Update the lines from the one containing "Please mark the white belly" through the one containing "(1009, 284)", inclusive, so that "white" becomes "pale" and nothing else changes. Give back only those lines.
— start —
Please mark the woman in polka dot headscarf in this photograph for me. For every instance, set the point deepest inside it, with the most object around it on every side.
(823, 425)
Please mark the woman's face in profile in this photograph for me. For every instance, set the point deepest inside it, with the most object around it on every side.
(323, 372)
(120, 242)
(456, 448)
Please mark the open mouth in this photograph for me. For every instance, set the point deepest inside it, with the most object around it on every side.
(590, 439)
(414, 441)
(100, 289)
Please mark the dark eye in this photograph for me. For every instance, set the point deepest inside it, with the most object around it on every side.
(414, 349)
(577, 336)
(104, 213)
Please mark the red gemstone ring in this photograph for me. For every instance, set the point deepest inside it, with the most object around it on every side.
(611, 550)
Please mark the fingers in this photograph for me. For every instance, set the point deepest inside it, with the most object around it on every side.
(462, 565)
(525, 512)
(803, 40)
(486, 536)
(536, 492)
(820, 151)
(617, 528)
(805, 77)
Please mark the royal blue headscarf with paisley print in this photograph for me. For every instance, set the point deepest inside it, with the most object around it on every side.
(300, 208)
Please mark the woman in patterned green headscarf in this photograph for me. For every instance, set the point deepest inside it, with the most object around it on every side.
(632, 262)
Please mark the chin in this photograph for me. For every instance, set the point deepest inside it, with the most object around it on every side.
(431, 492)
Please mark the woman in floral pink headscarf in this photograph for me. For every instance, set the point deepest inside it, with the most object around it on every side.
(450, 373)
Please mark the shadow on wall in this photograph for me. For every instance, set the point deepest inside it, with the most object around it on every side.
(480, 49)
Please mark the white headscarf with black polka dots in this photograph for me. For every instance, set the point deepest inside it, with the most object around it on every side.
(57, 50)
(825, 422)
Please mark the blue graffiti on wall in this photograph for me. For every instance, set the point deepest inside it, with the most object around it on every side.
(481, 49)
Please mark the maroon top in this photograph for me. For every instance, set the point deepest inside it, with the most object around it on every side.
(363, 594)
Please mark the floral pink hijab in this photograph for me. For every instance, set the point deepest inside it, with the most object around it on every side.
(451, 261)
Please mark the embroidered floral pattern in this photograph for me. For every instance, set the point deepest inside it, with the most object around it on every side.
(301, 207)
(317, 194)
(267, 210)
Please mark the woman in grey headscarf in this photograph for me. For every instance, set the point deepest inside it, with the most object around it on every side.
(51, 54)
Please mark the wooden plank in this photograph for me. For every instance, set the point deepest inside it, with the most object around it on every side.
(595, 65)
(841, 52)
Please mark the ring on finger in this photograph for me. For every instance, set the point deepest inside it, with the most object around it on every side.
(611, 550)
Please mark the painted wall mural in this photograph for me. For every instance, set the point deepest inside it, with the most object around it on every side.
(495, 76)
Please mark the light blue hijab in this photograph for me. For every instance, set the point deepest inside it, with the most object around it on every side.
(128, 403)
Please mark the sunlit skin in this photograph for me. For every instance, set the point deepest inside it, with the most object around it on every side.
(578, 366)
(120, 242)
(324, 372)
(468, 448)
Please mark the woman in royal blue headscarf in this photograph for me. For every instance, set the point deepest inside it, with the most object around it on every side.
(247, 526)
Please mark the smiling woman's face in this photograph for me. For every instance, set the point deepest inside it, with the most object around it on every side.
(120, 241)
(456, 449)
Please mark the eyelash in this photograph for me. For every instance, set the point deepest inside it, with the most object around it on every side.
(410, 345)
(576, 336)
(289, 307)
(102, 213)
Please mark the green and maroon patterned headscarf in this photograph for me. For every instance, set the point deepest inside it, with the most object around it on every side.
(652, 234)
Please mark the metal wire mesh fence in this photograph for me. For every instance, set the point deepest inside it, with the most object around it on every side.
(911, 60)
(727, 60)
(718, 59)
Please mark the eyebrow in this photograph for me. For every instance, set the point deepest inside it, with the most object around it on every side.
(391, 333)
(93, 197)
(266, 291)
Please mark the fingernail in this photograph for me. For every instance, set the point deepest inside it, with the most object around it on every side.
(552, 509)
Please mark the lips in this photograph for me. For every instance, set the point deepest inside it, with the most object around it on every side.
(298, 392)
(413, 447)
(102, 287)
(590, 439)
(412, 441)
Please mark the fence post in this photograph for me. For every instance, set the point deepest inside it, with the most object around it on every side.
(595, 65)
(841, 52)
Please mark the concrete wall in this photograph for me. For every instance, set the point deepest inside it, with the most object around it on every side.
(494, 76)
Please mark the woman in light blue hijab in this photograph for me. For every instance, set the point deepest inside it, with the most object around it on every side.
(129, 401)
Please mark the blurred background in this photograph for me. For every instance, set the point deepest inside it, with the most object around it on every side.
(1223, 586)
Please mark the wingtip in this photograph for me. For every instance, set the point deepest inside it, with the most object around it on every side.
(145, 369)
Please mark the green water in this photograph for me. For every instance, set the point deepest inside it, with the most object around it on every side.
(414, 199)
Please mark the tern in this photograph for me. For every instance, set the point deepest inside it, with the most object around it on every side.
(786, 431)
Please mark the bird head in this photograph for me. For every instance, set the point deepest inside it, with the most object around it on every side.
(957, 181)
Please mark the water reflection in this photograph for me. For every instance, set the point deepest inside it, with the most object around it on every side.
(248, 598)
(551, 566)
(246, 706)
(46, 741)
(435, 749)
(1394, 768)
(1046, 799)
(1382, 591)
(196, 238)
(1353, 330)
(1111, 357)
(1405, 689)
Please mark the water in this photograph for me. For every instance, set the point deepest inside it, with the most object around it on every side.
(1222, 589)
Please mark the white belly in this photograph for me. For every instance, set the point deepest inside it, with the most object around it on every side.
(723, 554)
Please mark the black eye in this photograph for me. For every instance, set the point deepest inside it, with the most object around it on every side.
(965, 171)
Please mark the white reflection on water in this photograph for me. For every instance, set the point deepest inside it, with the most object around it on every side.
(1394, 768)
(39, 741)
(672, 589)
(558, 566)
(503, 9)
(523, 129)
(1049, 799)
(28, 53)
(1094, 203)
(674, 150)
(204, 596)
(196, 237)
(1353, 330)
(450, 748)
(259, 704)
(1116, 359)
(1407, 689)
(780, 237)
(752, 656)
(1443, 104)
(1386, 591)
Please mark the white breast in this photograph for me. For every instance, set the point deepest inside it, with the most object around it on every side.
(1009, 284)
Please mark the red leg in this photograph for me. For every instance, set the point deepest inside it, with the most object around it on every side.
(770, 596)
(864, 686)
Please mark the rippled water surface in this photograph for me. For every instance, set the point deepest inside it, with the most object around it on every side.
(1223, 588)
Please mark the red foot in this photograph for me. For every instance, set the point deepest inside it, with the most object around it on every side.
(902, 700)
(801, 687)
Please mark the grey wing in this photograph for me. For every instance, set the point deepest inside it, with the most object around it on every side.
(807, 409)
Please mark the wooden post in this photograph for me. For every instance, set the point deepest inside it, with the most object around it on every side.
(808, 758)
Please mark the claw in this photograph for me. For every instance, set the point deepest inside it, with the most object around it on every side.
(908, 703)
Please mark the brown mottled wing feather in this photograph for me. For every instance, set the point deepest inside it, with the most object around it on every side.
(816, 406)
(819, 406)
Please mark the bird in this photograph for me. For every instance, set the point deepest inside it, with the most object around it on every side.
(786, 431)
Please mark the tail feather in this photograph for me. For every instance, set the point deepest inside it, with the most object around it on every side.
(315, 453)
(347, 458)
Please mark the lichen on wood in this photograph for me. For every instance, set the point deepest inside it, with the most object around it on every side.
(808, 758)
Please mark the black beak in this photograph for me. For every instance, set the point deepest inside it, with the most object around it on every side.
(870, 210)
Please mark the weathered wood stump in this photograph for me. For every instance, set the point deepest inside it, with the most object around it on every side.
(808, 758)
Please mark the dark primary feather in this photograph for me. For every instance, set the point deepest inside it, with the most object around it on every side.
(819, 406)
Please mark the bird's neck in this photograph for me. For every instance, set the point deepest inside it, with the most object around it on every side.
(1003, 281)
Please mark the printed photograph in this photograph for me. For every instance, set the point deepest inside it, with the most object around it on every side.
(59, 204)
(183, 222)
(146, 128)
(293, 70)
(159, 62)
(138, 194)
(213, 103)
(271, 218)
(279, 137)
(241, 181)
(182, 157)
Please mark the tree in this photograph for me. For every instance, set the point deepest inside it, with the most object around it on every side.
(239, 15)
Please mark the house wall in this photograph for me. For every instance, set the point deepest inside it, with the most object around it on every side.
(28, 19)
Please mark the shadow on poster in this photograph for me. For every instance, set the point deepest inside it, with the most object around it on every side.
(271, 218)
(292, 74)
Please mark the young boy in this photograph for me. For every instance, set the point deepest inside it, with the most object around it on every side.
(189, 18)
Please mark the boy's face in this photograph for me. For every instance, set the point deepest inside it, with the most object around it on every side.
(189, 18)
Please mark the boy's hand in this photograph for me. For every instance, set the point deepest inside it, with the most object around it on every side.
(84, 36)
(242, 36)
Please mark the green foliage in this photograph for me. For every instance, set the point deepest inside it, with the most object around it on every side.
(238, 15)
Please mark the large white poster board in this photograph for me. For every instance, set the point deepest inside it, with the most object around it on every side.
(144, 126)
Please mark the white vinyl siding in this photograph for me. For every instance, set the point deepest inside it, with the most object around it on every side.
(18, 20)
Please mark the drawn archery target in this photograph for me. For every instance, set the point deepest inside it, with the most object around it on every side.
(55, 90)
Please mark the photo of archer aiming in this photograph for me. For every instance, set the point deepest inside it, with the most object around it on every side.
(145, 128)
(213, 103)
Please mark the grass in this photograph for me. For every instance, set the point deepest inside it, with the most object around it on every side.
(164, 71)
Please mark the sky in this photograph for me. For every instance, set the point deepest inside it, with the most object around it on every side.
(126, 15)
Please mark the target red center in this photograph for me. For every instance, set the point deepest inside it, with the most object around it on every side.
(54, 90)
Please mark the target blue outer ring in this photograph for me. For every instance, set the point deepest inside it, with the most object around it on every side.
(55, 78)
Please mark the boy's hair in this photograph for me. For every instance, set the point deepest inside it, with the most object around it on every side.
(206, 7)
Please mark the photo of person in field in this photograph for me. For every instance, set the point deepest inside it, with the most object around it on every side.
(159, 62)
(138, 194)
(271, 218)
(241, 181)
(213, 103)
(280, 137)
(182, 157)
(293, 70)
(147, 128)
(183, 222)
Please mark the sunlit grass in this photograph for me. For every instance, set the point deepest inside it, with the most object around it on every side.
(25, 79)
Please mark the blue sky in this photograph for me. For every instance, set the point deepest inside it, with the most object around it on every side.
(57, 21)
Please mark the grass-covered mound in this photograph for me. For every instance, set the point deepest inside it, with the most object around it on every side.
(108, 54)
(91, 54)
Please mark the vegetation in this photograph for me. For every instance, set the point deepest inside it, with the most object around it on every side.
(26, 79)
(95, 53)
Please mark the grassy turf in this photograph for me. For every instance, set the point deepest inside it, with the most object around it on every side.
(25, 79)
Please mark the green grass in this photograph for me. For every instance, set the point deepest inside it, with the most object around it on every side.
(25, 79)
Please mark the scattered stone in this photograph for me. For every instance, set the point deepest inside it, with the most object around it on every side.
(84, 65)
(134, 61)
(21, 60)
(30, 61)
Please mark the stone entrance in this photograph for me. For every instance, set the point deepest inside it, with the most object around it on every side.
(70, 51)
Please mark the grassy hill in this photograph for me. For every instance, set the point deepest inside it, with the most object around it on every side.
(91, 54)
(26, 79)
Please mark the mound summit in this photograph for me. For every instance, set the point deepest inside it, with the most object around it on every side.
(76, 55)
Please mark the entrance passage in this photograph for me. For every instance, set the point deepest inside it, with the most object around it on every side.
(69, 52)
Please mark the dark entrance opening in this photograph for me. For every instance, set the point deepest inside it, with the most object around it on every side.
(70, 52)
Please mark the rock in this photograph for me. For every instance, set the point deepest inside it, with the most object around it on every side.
— end —
TASK OUTPUT:
Please mark the pale belly in this photograph for me. For every instance, set the point deepest inside it, with the most object around it on every side.
(723, 554)
Please mark the black eye in this photograph for me. For every instance, set the point deepest inside it, with the most object around it on every side.
(965, 171)
Please mark the pale reflection on water in this photograph for me. For every instance, set the point deepest inside it, with the most object around it on every side.
(1394, 768)
(39, 741)
(672, 589)
(558, 566)
(503, 9)
(523, 129)
(1049, 799)
(28, 53)
(1094, 203)
(674, 150)
(204, 596)
(196, 237)
(1353, 330)
(450, 748)
(259, 704)
(1116, 359)
(1407, 689)
(780, 237)
(752, 656)
(1443, 104)
(1386, 591)
Please mark the pale breast in this photograph for me. For every instance, set the point deepest inside it, with the most object around it on every side.
(1009, 284)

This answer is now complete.